══ Dataset

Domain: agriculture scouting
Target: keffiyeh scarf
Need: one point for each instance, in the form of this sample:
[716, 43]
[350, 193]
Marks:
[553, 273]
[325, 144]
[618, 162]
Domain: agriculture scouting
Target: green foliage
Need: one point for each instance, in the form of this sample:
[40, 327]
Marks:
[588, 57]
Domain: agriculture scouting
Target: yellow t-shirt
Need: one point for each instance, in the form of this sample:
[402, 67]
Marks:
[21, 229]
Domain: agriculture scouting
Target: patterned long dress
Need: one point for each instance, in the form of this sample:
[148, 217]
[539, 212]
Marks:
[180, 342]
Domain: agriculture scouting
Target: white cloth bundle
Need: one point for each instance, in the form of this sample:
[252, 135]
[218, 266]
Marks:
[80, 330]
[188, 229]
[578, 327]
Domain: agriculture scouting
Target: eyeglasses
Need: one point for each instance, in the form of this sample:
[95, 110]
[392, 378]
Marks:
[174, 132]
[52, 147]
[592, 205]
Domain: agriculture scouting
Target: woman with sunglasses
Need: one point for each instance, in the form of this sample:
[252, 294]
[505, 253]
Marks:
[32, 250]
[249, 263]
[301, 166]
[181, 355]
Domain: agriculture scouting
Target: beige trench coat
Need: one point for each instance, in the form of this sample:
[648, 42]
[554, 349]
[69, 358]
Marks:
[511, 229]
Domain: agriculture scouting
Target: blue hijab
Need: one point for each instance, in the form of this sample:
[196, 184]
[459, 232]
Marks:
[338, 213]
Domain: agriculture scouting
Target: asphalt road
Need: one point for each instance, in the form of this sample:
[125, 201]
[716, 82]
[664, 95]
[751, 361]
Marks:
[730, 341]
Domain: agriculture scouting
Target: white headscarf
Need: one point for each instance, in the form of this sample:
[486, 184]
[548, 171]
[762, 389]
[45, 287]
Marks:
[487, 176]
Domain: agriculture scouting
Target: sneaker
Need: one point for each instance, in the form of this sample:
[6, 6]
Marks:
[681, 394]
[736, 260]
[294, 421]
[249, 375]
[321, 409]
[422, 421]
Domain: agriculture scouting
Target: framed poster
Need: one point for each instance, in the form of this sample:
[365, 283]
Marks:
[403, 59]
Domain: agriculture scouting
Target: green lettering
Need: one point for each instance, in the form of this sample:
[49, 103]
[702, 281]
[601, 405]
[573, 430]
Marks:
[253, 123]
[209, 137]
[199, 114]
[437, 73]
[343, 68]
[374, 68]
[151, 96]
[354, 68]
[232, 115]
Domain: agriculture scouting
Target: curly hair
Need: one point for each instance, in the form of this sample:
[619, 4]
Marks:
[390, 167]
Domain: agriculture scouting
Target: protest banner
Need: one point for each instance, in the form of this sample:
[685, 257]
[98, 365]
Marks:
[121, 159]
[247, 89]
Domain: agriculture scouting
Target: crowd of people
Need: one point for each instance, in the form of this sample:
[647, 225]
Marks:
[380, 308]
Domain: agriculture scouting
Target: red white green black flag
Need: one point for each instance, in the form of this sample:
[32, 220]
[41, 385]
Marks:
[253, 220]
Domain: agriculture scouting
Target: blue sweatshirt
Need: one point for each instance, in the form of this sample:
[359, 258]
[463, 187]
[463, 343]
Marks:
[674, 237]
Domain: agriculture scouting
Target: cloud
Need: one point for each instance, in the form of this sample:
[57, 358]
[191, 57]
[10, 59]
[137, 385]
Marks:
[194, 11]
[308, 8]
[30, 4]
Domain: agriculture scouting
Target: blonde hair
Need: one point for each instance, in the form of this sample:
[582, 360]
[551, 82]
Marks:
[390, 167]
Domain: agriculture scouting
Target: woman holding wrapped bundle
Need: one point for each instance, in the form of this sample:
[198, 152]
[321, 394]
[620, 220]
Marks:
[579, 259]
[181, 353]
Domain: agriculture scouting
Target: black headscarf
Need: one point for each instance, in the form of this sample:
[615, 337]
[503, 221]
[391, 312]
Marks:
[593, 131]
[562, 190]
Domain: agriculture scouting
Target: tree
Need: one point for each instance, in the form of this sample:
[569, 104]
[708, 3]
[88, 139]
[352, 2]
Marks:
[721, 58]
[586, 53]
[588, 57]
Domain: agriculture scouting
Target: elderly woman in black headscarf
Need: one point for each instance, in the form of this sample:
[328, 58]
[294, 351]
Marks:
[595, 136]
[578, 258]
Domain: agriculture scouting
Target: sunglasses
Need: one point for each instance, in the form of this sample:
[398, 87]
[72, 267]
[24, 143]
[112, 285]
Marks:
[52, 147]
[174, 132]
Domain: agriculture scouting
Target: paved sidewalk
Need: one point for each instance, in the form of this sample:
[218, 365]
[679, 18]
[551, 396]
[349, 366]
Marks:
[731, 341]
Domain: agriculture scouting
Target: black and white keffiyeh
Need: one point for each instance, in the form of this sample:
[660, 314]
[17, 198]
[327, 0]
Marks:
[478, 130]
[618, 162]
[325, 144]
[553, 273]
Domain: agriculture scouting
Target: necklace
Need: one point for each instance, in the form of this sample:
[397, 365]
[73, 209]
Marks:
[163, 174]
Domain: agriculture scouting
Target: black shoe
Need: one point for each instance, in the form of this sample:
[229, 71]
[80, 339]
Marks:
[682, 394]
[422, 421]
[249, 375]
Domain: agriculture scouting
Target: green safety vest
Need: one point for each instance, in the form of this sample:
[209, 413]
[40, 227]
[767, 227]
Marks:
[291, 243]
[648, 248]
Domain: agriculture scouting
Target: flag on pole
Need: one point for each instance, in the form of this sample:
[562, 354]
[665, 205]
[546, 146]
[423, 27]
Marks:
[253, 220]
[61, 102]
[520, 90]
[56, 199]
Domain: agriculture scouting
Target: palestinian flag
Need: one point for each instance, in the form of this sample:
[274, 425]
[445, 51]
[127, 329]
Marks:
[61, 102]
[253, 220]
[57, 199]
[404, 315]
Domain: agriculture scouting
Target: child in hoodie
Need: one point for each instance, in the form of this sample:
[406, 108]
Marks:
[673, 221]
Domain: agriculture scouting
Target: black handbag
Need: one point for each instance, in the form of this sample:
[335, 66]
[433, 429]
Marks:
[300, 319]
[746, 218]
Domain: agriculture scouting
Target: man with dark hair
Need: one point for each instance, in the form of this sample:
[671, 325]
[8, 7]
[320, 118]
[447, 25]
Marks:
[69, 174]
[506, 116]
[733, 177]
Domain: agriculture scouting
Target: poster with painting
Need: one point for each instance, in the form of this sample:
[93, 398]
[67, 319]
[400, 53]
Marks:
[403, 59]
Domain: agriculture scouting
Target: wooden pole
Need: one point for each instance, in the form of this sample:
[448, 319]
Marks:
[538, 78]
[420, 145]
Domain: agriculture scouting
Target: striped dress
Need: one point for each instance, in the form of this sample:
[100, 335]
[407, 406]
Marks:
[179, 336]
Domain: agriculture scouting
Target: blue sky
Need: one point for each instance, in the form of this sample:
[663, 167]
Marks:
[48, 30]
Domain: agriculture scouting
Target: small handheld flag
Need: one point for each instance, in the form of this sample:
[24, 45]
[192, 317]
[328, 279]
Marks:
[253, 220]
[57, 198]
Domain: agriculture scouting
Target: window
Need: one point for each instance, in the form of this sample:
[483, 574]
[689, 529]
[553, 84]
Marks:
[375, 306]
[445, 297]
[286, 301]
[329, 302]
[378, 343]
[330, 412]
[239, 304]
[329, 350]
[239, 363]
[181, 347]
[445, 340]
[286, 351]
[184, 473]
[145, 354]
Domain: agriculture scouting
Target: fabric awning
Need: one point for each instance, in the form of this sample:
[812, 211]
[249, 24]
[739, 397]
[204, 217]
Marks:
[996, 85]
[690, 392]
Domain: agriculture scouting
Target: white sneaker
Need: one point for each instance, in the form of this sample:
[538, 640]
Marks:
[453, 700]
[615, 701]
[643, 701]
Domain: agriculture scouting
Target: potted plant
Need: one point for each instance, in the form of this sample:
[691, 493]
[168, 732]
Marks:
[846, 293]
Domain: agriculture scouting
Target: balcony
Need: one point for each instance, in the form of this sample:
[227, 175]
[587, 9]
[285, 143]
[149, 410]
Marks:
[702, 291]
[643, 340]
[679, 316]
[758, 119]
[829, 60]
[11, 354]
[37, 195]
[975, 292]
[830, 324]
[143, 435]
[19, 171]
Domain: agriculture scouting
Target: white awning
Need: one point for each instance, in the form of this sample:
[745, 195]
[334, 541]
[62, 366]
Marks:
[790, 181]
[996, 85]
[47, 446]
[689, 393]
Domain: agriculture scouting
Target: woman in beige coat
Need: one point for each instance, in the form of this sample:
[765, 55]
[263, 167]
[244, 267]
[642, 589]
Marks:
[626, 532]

════

• Written request:
Report every line above that contains the string "blue", copying each one in full. Only matches with the same capitalization count.

• The response:
Target: blue hijab
Target: blue sweatshirt
Target: blue sky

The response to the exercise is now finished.